Bounding box annotation entries
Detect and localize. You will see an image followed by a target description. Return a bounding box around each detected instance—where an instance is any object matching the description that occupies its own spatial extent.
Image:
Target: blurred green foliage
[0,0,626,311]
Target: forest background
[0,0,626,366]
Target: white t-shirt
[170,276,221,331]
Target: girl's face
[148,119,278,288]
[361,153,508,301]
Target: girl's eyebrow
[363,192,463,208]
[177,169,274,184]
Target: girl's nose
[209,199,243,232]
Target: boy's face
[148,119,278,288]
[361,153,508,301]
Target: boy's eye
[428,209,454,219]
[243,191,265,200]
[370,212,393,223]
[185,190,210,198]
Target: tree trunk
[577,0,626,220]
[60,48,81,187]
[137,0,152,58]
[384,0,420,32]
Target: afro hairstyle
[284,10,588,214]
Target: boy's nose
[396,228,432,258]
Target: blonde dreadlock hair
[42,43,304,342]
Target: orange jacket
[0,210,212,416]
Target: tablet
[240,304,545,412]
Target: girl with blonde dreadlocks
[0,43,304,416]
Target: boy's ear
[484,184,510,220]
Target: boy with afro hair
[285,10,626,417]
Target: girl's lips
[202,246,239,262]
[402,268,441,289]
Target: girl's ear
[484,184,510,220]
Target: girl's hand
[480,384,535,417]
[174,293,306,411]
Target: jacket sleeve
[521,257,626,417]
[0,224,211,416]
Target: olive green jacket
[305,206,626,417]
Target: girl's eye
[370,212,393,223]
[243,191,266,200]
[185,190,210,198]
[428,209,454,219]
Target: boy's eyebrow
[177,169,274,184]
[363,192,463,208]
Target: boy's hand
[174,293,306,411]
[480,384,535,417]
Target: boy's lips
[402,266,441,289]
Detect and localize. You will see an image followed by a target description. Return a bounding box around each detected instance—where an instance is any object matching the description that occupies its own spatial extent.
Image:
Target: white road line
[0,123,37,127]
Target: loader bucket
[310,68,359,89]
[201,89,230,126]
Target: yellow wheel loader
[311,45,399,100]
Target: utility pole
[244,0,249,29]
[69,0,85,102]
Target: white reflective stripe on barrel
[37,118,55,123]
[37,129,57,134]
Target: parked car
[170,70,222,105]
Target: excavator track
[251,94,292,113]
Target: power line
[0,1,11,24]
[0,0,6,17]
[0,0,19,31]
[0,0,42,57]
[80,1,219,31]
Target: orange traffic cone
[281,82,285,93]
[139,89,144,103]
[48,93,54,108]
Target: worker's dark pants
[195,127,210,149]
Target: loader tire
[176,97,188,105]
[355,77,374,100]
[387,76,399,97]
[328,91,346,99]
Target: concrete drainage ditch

Direction:
Please reproduce the listing above word for word, keeping every line in its original order.

Response:
Detect and localize. You will see an image followed by a target description. Return a bounding box around each detected instance—where an instance is any object matching the description that occupies its own spatial extent.
Image:
Target: blurred green foliage
[0,0,626,311]
Target: forest background
[0,0,626,366]
Target: white t-shirt
[170,276,221,331]
Target: girl's face
[148,119,278,288]
[361,153,508,301]
Target: girl's eyebrow
[363,192,463,208]
[177,169,274,184]
Target: girl's nose
[209,199,243,232]
Target: boy's face
[148,119,278,288]
[361,153,508,301]
Target: boy's eye
[428,209,454,219]
[243,191,265,200]
[370,212,393,223]
[185,190,210,198]
Target: tree trunk
[577,0,626,220]
[60,48,81,187]
[137,0,152,58]
[384,0,420,32]
Target: afro hairstyle
[284,10,588,214]
Target: boy's nose
[396,228,432,258]
Target: blonde dreadlock hair
[42,43,304,342]
Target: orange jacket
[0,210,212,416]
Target: tablet
[240,304,545,412]
Target: girl with blonde dreadlocks
[0,43,304,416]
Target: boy's ear
[484,184,510,220]
Target: boy with afro hair
[285,10,626,417]
Target: girl's lips
[202,246,239,262]
[402,268,441,289]
Target: girl's ear
[484,184,510,220]
Target: girl's hand
[480,384,535,417]
[174,293,306,411]
Target: jacket sleeve
[521,257,626,417]
[0,224,211,416]
Target: olive green jacket
[305,206,626,417]
Target: girl's eye
[370,212,393,223]
[243,191,266,200]
[185,190,210,198]
[428,209,454,219]
Target: boy's eyebrow
[177,169,274,184]
[363,192,463,208]
Target: boy's hand
[174,293,306,411]
[480,384,535,417]
Target: boy's lips
[402,266,441,289]
Detect and localize. You will see an image followed by a target description. Return a bounding box around each detected instance—where an instance is any object matching the description that occupies its own spatial extent.
Image:
Target: white road line
[0,123,37,127]
Target: loader bucket
[310,68,359,89]
[201,89,230,126]
Target: yellow wheel loader
[311,45,399,100]
Target: utility pole
[244,0,249,29]
[69,0,85,102]
Target: white reflective stripe on barrel
[37,118,55,123]
[37,129,57,134]
Target: parked car
[170,70,222,105]
Target: excavator track
[251,94,292,113]
Target: power line
[0,1,11,24]
[0,0,6,17]
[0,0,19,31]
[0,0,42,57]
[80,1,219,31]
Target: orange traffic cone
[281,82,285,93]
[139,89,144,103]
[48,93,54,108]
Target: worker's dark pants
[195,127,210,149]
Target: loader tire
[176,97,188,105]
[355,77,374,100]
[387,76,399,97]
[328,91,346,99]
Target: concrete drainage ditch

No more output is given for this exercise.